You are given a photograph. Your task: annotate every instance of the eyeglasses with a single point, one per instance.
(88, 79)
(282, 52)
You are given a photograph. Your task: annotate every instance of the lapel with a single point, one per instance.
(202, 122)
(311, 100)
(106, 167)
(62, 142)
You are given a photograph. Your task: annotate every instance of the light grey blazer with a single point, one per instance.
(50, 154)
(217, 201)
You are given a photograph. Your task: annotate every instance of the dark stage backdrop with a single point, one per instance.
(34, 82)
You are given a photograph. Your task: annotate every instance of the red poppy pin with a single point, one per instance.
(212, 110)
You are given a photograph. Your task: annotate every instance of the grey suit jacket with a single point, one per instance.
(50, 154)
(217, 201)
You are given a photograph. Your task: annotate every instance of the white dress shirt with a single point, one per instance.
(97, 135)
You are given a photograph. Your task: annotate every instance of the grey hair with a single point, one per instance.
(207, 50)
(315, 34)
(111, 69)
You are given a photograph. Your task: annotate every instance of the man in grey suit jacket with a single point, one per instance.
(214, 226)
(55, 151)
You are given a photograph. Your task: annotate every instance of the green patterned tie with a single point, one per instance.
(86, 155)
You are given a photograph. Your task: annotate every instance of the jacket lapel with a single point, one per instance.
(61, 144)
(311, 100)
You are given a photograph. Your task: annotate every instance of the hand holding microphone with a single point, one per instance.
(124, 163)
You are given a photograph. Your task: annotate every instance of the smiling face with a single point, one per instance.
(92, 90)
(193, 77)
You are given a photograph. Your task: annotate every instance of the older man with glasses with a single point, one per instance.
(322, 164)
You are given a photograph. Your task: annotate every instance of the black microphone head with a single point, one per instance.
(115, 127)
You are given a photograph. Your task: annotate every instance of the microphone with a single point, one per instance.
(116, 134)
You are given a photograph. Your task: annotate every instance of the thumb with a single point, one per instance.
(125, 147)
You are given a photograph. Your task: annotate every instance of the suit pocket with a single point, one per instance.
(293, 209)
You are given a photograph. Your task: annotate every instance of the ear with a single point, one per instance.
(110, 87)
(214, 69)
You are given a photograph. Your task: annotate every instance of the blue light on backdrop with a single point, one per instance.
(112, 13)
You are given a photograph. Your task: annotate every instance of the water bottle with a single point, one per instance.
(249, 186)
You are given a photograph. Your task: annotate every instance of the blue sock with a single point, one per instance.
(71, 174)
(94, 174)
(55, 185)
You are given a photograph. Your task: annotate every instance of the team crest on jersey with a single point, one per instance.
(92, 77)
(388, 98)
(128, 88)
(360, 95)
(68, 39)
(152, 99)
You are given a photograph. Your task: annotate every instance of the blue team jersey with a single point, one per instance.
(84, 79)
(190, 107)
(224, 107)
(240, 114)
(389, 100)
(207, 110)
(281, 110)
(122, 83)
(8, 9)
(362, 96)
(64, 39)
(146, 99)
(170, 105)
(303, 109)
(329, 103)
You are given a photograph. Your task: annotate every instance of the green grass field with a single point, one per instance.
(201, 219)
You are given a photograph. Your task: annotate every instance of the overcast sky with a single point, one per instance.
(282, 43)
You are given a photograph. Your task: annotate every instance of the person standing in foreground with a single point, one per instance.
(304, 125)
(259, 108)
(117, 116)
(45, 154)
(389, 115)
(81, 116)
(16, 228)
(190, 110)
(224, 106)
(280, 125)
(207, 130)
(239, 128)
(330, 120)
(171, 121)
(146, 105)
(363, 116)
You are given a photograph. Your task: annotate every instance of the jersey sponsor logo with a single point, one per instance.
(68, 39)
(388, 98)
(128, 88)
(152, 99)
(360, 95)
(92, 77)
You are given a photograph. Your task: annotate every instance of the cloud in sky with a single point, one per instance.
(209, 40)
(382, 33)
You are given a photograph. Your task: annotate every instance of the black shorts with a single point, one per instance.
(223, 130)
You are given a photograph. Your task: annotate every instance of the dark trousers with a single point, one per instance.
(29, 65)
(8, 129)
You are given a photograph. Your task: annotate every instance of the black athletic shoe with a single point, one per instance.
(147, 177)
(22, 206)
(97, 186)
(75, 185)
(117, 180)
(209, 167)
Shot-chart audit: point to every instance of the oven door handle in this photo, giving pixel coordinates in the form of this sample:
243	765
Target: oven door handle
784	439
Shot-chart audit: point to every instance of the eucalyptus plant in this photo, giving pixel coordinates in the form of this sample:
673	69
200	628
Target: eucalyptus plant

**Directive**
Repeat all the entries exactly as given.

**Completed task**
You are given a photograph. Your task: annotate every instance of the eyeglasses with a single point, one per instance.
(88, 79)
(282, 52)
You are given a photograph. Your task: annotate every instance of the lapel with a single point, one per instance.
(202, 122)
(311, 100)
(106, 167)
(62, 142)
You are given a photograph. Your task: annotate every instance of the light grey blazer with a single point, one per instance.
(50, 154)
(217, 201)
You are given a photograph. Your task: annotate every instance of the dark stage backdrop with a single point, one per instance.
(34, 82)
You are given a photograph. Your task: annotate every instance of the red poppy pin with a single point, one per instance.
(212, 110)
You are given a photograph. Your task: annotate every instance of the grey suit jacket with a single point, one per instance.
(50, 154)
(217, 201)
You are given a photograph. Your task: annotate every instance of the white dress shirt with a single point, one per instance.
(97, 135)
You are given a photograph. Your task: annotate every instance of the grey hair with a single point, one per instance.
(207, 50)
(315, 34)
(111, 69)
You are given a photograph. Your task: annotate every instance of the man in grey suit jacket with a single point, one per instance.
(214, 226)
(55, 151)
You are given a photograph. Your task: annotate every instance of the green patterned tie with a single point, one per instance.
(86, 155)
You are given a photograph. Your task: annotate every instance of the jacket lapel with a single point, one per instance.
(61, 144)
(311, 100)
You are given a photograph. Your task: annotate every instance of the hand holding microphone with a single point, one per instance.
(124, 163)
You are given a photograph. Your task: annotate every instance of the smiling face with a single point, one per instance.
(92, 90)
(193, 77)
You are given a photograph. Your task: annotate every instance of the older man with glasses with a single point, one per instance.
(322, 164)
You are given a photograph. Your task: annotate every instance of the black microphone head with a single point, one per instance.
(115, 127)
You are given a photograph. Your task: annotate every instance of the microphone with a single point, one per instance.
(116, 134)
You are given a photograph. Your task: annotate every instance of the thumb with a single point, one per instance.
(125, 147)
You are given a photograph. Your task: annotate every instance of the suit pocket with a single point, one per instance.
(293, 209)
You are given a photograph. Your task: annotate every instance of the ear with a single point, one per instance.
(110, 87)
(214, 69)
You are given a photograph. Your task: annotate every instance of the blue light on backdrop with a single point, one per instance.
(112, 13)
You are given a photograph. Your task: annotate every instance of the water bottle with a single point, one per instance.
(249, 186)
You are given a photograph. Your task: annotate every instance of the blue sock with a single point, one per instance.
(71, 174)
(94, 174)
(55, 185)
You are given a photograph. Your task: annotate every instance of the team crest on jersey with a single point, one per instance.
(92, 77)
(388, 98)
(128, 88)
(360, 95)
(68, 39)
(152, 99)
You are given a photograph. Your task: annotate every instance of the blue team jersey with a single point, one per instance.
(84, 79)
(190, 107)
(224, 107)
(240, 114)
(389, 100)
(207, 110)
(281, 110)
(122, 83)
(8, 9)
(362, 96)
(64, 39)
(146, 99)
(170, 105)
(303, 109)
(329, 103)
You are given a photograph. Your task: annotate every instance of the green grass field with a single point, one per instance.
(201, 219)
You are given a photograph. Your task: annotate every instance of the overcast sky with a single point, one per instance.
(282, 43)
You are given a photograph. Your task: annotate every instance of the person standing in foreground with a single point, one per instance.
(304, 125)
(259, 108)
(117, 116)
(45, 154)
(389, 115)
(81, 116)
(16, 228)
(190, 110)
(224, 106)
(280, 125)
(207, 130)
(239, 128)
(330, 120)
(171, 121)
(146, 105)
(363, 116)
You are given a photograph. Your task: annotate every instance of the jersey sponsor logo with a single point, one per instance.
(68, 39)
(388, 98)
(128, 88)
(152, 99)
(360, 95)
(92, 77)
You are given a photograph. Your task: annotate every instance of the cloud in sky with a single point, one per instance.
(209, 40)
(382, 33)
You are given a photograph. Your task: annotate every instance of the black shorts with a single point, one per instance.
(223, 130)
You are given a photograph. Your task: annotate every instance of the dark trousers with a single point, one per instance.
(29, 65)
(8, 129)
You are given a photograph. Your task: annotate every instance of the black athletic shoe with a single point, one per instance.
(147, 177)
(22, 206)
(97, 186)
(75, 185)
(117, 180)
(209, 167)
Shot-chart audit: point to every instance of the oven door handle in this photo, giving pixel coordinates in the form of this sample:
243	765
Target: oven door handle
784	439
Shot-chart audit: point to every instance of the eucalyptus plant in this photo, giving pixel coordinates in the form of this sample:
673	69
200	628
Target: eucalyptus plant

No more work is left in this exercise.